Extracted entries:
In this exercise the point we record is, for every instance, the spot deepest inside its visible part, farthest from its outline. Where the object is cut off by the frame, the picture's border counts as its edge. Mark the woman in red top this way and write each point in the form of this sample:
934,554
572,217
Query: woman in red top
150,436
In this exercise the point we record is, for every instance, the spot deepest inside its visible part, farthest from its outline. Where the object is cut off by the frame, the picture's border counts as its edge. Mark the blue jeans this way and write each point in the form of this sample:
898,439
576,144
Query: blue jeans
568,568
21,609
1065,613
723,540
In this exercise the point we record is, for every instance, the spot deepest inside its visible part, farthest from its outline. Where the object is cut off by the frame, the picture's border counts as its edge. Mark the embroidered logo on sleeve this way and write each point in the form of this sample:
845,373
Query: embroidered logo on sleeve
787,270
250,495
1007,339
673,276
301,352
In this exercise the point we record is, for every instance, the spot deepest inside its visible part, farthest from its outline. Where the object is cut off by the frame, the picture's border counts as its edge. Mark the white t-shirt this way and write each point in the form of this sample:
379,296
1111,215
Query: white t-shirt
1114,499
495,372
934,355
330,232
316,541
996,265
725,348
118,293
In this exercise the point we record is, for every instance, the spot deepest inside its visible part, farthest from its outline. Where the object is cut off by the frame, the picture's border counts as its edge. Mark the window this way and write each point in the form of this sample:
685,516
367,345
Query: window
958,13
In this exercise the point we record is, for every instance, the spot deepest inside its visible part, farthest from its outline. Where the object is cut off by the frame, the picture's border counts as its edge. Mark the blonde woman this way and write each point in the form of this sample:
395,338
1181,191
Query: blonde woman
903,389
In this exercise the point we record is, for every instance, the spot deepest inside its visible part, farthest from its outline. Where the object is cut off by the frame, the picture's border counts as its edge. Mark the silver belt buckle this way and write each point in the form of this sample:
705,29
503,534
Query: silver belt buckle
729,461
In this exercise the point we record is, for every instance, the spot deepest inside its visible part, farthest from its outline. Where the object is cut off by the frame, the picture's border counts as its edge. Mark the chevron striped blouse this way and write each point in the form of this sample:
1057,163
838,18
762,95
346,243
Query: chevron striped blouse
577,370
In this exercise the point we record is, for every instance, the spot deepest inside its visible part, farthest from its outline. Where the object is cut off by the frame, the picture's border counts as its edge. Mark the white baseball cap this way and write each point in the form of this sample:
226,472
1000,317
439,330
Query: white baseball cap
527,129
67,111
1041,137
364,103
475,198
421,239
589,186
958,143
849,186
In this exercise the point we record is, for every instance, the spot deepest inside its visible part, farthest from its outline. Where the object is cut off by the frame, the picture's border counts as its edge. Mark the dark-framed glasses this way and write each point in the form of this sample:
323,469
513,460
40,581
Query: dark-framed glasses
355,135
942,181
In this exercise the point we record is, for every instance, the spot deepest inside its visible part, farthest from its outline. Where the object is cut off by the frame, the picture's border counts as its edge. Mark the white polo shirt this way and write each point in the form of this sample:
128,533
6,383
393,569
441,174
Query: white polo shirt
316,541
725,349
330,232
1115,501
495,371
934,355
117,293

What the task asks: The records above are to be repeated in full, word for word.

Solution for this exercise:
In this exercise the point we record is, for every instance, the spot deepest inside its visible part, farthest from its outline. Where the object is cut off by the frame, the picture's border counts as its edge. Mark the woman in red top this way and write each point in the form of this sample:
934,554
572,217
Query: woman in red top
150,436
In this exercise the point we record is, for every instance, the spot deepest inside its visible part, farthest from its outline. Where the object is cut off by the frame, the picture's border counts as its edge. Mark the blue jeans this way and write each point in the form of this sample:
898,439
576,144
Query: blue jeans
568,568
21,609
1065,613
723,540
In this exercise the point we record is, for every instance, the spot deepest inside its visible part, farthest from its outline. Where the object is cut off by the frame, the picture's border counts as its edge. Mark the embroidered logo on sleeve this way and write each point in the form of this sample:
845,373
Query: embroidered logo on sleeve
787,270
250,495
1007,339
673,276
301,352
In this exercise the point we record is, for every instance, the spot deepest inside its visible part, farthest from its outline. Where the object is cut off by the frame, the picture's border counts as its edge. Mark the white t-shirt this way and write each point in the form of this sample:
379,296
1111,215
Query: white t-shirt
1114,499
495,372
934,355
330,232
316,541
996,265
725,348
118,293
In this exercise the point we record is, for every instance, the spot deepest inside its visible part, farthest from its outline. Where the object is cut off by the frame, the picture's border counts as its edge. Mark the window this way and write each point in the form of this sample:
685,516
367,345
Query: window
958,13
In this exercise the point we record is, for every instance, the spot deepest inside its visible part, farthest from its outline. Where the object is cut off by the frame, the picture's border counts as its edge. Mark the blonde woman this way and write each point in the form of this sample:
395,338
1181,191
Query: blonde woman
903,389
In this exercise the point we record is, for every instance, the spot deepest inside its visible part, farthest from its outline. Where the object is cut off by the frame, the picture's border counts as its edge. Mark the silver belt buckle this way and write each point in the form of this sample:
705,29
503,534
Query: silver belt buckle
729,461
In this exercise the point we record is, for every instance, the spot deepest inside its visible part, farthest from its outline. Where the object is cut off by the frame, the picture's border counts as its edge. Mark the chevron striped blouse this way and write each point in the form of this sample:
1057,163
838,18
762,95
346,243
Query: chevron striped blouse
577,370
In this exercise the point we record is, for every instance, the spot deepest inside its visible part, farthest from its outline. Where the object is cut off by the frame, the picture's border counts as its edge. Mark the white baseball cap this way and write each point in the form of this sample:
226,472
1000,317
439,330
Query: white baseball cap
527,129
67,111
1041,137
364,103
475,198
421,239
589,186
958,143
849,186
In this exercise the point we record is, for every instance, the spot deepest inside its visible part, farthest from its outline. Where the object is cut off by the frame, the picture's border counts as its edge. Mark the dark-framed glasses this way and write each point in the form of this sample:
323,469
513,460
40,581
Query: dark-framed glasses
355,135
942,181
In this exercise the point we record is, for every instance, the spot deepest inside its visible part, farthest from its outline. Where the object is cut off by the frame, the picture's border counts as its edge. Mark the white polo shirt this way and write each point in the form of this sample:
128,533
6,383
393,569
441,174
Query: white polo shirt
316,541
725,349
330,232
1115,501
495,371
934,355
117,293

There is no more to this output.